Instructions to follow —
Please render every line of the records below as a JSON list of strings, one string per line, with blank lines omitted. Leave the pictures out of your answer.

# # #

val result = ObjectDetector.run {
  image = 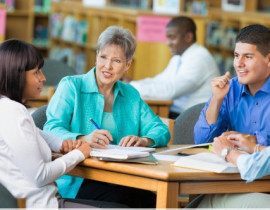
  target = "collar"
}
[81,67,125,97]
[237,76,270,96]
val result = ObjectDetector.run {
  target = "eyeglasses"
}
[98,55,126,66]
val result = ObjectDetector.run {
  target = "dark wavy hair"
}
[235,24,270,56]
[0,39,44,103]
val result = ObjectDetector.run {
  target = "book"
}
[107,144,156,152]
[172,152,239,173]
[99,153,159,165]
[90,148,149,160]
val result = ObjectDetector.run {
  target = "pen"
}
[90,118,112,141]
[90,118,100,130]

# # #

The completed task —
[
  "val result = ObjectDetector.run {",
  "  image = ",
  "  target = \"collar\"",
  "}",
  "[81,67,125,97]",
  "[237,76,270,96]",
  "val result = ObjectDetector.run {",
  "  target = \"eyeglasses\"",
  "}",
  "[98,55,126,66]",
  "val result = ObjectDetector.run {",
  "  target = \"dark wavy hair\"",
  "}",
  "[235,24,270,56]",
  "[0,39,44,103]",
  "val result = ObjectDetector.run {",
  "  target = \"book\"",
  "}",
  "[107,144,156,152]",
  "[172,152,239,173]",
  "[99,153,159,165]",
  "[90,148,149,160]",
  "val result = ObjectDetector.run {",
  "  target = \"pen\"",
  "}",
  "[90,118,112,141]",
  "[90,118,100,130]"
]